Problem statement:
Nothing but the lines from the one with "Where can you find the dark hair" through the end of the listing below should appear in your reply, each copied exactly.

Records supplied:
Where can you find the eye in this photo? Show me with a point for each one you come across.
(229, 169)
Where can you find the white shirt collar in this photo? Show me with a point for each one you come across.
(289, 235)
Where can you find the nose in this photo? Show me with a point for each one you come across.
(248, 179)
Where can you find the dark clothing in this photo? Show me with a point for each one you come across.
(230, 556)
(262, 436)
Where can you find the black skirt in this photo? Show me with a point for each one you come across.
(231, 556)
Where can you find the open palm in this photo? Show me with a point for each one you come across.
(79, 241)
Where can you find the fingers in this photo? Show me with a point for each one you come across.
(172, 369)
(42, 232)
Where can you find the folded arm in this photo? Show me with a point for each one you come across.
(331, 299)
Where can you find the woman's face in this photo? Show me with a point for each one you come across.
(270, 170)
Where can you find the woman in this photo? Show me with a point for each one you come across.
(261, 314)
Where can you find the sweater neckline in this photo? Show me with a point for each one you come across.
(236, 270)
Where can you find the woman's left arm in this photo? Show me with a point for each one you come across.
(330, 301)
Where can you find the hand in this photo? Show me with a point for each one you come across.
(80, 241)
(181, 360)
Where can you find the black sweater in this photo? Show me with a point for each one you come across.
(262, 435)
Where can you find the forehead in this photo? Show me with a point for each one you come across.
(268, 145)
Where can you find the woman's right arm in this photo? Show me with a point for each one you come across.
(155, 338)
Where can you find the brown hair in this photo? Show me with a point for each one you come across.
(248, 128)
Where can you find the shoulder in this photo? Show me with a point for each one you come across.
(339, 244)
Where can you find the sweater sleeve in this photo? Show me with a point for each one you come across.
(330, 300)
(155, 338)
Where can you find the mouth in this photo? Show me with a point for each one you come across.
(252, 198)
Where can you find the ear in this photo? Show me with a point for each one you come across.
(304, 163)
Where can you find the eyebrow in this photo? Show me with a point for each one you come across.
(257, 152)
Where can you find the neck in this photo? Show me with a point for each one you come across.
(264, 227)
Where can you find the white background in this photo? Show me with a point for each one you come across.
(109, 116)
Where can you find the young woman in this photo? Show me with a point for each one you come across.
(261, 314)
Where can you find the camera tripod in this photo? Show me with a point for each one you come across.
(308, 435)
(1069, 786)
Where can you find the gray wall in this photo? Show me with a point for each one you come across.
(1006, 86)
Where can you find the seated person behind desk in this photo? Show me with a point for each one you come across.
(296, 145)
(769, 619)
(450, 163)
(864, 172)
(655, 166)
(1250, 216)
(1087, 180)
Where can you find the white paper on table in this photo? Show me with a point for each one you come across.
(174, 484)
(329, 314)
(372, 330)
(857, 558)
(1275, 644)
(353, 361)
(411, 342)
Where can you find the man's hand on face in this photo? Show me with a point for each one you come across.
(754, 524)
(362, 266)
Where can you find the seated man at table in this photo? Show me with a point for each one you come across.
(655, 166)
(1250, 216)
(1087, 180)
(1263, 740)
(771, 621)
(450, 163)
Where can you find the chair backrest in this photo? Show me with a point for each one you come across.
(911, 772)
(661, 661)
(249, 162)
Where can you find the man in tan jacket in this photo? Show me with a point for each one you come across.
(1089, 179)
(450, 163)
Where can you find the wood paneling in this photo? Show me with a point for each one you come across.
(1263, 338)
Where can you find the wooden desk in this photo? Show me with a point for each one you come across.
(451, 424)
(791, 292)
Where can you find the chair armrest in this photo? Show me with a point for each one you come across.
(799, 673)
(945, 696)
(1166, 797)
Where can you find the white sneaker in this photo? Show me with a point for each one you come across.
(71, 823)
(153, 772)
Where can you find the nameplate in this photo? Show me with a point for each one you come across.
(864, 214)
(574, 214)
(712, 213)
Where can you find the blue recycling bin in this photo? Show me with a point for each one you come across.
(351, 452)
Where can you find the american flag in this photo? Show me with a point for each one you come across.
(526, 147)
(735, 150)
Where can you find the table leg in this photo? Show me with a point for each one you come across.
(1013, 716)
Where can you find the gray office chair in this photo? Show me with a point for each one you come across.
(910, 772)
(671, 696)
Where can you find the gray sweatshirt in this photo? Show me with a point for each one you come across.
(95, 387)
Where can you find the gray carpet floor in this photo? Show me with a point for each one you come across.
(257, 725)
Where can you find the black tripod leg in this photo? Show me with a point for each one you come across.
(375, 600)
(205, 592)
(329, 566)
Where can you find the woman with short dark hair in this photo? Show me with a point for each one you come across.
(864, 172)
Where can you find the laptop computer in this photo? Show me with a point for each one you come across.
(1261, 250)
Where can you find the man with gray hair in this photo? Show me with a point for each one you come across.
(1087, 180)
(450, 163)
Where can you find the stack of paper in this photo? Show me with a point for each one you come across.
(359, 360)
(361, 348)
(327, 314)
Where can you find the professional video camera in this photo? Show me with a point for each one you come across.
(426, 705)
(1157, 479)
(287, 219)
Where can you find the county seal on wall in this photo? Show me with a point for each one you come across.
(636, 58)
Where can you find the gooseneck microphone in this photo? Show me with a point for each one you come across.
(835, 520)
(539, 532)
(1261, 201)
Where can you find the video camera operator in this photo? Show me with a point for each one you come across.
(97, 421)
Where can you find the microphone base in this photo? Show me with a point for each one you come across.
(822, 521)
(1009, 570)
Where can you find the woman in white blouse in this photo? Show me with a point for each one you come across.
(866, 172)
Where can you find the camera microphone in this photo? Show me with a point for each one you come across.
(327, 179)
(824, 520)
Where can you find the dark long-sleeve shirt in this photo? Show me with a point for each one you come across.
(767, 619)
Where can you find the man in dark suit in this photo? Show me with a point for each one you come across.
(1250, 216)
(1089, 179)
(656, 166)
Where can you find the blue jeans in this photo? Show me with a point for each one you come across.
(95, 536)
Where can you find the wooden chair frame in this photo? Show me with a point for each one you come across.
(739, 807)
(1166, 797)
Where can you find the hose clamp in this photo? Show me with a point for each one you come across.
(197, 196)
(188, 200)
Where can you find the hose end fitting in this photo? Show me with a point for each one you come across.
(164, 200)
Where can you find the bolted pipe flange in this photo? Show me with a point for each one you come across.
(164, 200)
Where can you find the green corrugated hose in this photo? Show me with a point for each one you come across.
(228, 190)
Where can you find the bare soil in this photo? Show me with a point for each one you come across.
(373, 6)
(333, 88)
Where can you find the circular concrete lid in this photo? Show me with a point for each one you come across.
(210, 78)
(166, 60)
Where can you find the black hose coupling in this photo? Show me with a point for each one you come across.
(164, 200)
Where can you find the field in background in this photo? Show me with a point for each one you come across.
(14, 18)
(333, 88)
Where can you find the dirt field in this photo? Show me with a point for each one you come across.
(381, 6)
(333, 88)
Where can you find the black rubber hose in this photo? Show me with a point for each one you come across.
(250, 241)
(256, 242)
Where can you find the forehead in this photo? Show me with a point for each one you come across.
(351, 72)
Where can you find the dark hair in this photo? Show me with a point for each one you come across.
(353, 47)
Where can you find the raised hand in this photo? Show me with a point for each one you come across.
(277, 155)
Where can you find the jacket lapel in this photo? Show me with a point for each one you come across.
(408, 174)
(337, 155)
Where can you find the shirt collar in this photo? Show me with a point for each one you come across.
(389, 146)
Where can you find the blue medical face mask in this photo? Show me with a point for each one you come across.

Answer to this exercise:
Where can you find the dark hair in this photo? Show me with a point for each one you come across.
(353, 47)
Where can you find the raised hand in this photo? Show me with a point for each one you come across.
(277, 155)
Where can you find the jacket lapel in this photo? Show me with a point for each one you come across.
(408, 174)
(337, 155)
Where can you find the shirt collar in this photo? Show me with a point for each one you come across.
(389, 146)
Where can you find the blue medical face mask in this photo? Show me with a point for each one you come across.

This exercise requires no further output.